→ **EXERCISE REQUIREMENTS**
Write out the material below word for word, leaving out the pictures.

---------- MATERIAL FOR THIS EXERCISE

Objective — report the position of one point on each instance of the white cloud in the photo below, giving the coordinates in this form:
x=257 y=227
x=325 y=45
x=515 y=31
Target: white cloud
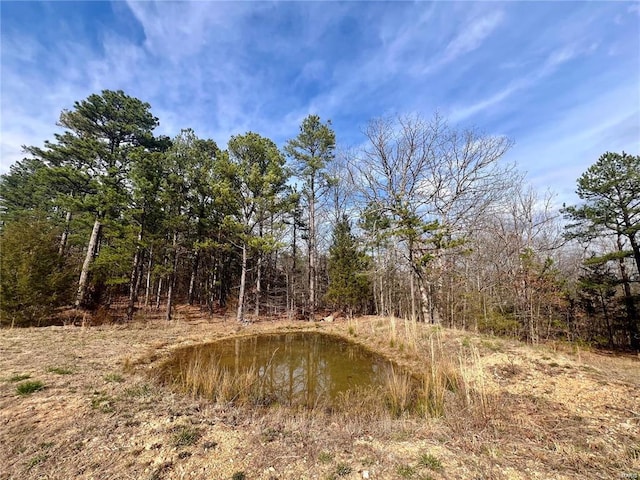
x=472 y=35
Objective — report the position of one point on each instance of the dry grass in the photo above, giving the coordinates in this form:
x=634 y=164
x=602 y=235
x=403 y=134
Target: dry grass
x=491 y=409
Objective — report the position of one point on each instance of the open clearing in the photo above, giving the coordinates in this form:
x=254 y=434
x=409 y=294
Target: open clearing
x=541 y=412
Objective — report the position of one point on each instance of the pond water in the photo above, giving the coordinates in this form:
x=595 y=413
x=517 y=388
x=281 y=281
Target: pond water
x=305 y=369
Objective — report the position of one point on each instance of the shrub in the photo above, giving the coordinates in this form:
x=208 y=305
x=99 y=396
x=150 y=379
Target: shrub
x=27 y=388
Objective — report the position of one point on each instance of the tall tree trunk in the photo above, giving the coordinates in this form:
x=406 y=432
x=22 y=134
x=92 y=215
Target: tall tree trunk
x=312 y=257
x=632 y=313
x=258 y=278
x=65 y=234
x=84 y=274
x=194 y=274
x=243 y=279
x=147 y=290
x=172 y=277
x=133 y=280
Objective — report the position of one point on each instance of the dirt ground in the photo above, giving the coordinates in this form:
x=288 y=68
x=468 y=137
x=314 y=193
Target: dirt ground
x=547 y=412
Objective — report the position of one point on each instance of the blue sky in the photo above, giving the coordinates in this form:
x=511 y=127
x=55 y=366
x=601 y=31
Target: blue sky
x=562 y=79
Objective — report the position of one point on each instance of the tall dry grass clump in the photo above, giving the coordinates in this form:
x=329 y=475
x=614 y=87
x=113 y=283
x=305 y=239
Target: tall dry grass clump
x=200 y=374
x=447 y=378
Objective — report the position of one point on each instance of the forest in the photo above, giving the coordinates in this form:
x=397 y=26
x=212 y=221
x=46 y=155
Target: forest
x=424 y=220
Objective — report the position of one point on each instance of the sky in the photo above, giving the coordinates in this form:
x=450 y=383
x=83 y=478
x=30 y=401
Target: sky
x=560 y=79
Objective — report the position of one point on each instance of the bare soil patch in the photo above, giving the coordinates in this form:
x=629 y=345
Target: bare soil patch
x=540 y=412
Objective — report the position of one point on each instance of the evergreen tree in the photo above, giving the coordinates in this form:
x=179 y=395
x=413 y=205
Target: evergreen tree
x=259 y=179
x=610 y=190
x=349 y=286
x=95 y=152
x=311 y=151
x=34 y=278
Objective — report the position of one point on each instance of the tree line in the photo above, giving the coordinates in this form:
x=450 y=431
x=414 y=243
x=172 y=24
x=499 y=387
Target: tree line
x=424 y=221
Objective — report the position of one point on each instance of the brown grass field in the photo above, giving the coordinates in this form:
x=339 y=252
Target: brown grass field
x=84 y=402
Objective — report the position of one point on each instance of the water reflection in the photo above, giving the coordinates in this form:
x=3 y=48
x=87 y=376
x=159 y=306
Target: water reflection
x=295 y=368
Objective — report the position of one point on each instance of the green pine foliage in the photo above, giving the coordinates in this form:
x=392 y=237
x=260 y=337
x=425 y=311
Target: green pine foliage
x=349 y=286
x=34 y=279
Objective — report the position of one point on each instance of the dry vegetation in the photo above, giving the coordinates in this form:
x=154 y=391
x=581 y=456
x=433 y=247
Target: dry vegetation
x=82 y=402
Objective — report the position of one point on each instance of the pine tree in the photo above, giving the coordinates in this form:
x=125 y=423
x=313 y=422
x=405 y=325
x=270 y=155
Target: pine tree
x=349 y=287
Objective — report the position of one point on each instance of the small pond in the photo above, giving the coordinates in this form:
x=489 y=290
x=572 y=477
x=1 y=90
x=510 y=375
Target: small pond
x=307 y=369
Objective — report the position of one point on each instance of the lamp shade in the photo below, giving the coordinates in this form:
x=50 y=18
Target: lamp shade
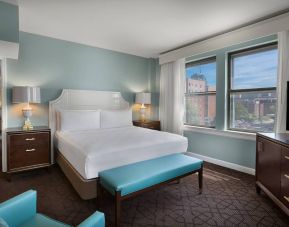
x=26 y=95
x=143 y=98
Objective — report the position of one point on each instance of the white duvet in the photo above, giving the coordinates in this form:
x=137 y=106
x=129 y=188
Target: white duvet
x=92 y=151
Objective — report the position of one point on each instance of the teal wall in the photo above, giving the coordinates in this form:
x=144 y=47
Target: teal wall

--------------------

→ **EXERCISE OUTPUT**
Objective — report the position of one point on each instance of the white cloud in the photo below, giving the coordinates in this form:
x=257 y=227
x=325 y=45
x=515 y=31
Target: white cloud
x=472 y=35
Objective — report the position of one point on each instance of the dry grass in the photo above, giving the coordinates in this form:
x=634 y=164
x=602 y=235
x=403 y=134
Target: dry grass
x=491 y=409
Objective — report the position of one point on each instance of the open clearing in the photo above, giving the coordinates in this form:
x=254 y=434
x=409 y=294
Target: open clearing
x=541 y=412
Objective — report the position of one point on each instance of the pond water in the photo above, giving the coordinates in this form:
x=595 y=413
x=517 y=388
x=281 y=281
Target: pond water
x=305 y=369
Objective — report the position of one point on each instance of the shrub in the photo above, giving the coordinates in this form:
x=208 y=305
x=99 y=396
x=150 y=379
Target: shrub
x=27 y=388
Objective — report the position of one point on each instance of the tall tree trunk in the photo above, giving the coordinates in this form:
x=406 y=432
x=22 y=134
x=92 y=215
Target: tall tree trunk
x=312 y=257
x=632 y=313
x=258 y=278
x=65 y=234
x=84 y=274
x=194 y=274
x=243 y=279
x=147 y=290
x=172 y=277
x=133 y=280
Objective — report the position of one point on each instance of the dirt ground in the photo above, giving the coordinates in this form:
x=288 y=68
x=468 y=137
x=314 y=193
Target: dirt ground
x=547 y=412
Objective — report the position of one point on each instance of the blue sky in the photo above, giving the coordinates in this form:
x=511 y=127
x=55 y=366
x=601 y=31
Target: blue sky
x=562 y=79
Objective — report the position of one point on each instance of the tall dry grass clump in the photo above, giving the coordinates in this form:
x=329 y=475
x=614 y=87
x=113 y=283
x=305 y=239
Target: tall dry grass clump
x=200 y=374
x=447 y=378
Objective — report the position of one point on each instance of the forest in the photo above, giving the coordinates in this form:
x=397 y=26
x=212 y=221
x=46 y=155
Target: forest
x=424 y=220
Objective — report the position of one point on each instance of the sky in the photo above, giving the coordinates in this form:
x=450 y=383
x=83 y=478
x=30 y=401
Target: sky
x=560 y=79
Objective — report the position of one point on each instance of the bare soil patch in the photo above, giving the coordinates in this form:
x=629 y=345
Target: bare soil patch
x=540 y=412
Objective — report the position of one point on each instance of the evergreen tree in the photo above, giving the coordinates in this form:
x=179 y=395
x=413 y=205
Target: evergreen tree
x=259 y=179
x=610 y=190
x=349 y=286
x=95 y=152
x=311 y=151
x=34 y=278
Objective — report the position of one point on each instance of the tree line in the photo above, giving the coordinates in this form:
x=450 y=431
x=414 y=243
x=172 y=24
x=499 y=387
Target: tree line
x=424 y=221
Objective — report the position of one point on each instance of the brown grass field in the photo above, giving the coordinates in this form:
x=339 y=252
Target: brown grass field
x=84 y=402
Objective — report the position of one point on each instance of the water reflection in the photo above, giving the coordinates in this form:
x=3 y=48
x=87 y=376
x=159 y=306
Target: water reflection
x=295 y=368
Objective — report the position of one point on each instance of the green pine foliage in the photo above, giving the coordinates in this form:
x=392 y=237
x=260 y=337
x=425 y=311
Target: green pine foliage
x=349 y=286
x=34 y=279
Objective — report the position of one point on each instance of the dry vegetation in the photo above, giving the coordinates in this form:
x=154 y=391
x=581 y=456
x=433 y=247
Target: dry vegetation
x=82 y=402
Objective — report the position of one point on each instance of the pine tree in the photo above, giving the coordinates in this form:
x=125 y=423
x=313 y=422
x=405 y=325
x=270 y=155
Target: pine tree
x=349 y=287
Objective — report the position of one point on each instance of the small pond in the photo above, giving the coordinates in this form:
x=489 y=290
x=572 y=477
x=1 y=90
x=510 y=375
Target: small pond
x=307 y=369
Objective — report the position of one point on each instance of the lamp shade in the photo below, giving the coordinates in this form:
x=50 y=18
Target: lamp shade
x=26 y=95
x=143 y=98
Objective — report the position of one point on each instance of the white duvet in the photo above, giving the coordinates in this form:
x=137 y=106
x=129 y=188
Target: white duvet
x=92 y=151
Objective — report the position of one point on each instance of the teal wall in the photo above, giving the coordinates in this form:
x=144 y=47
Target: teal wall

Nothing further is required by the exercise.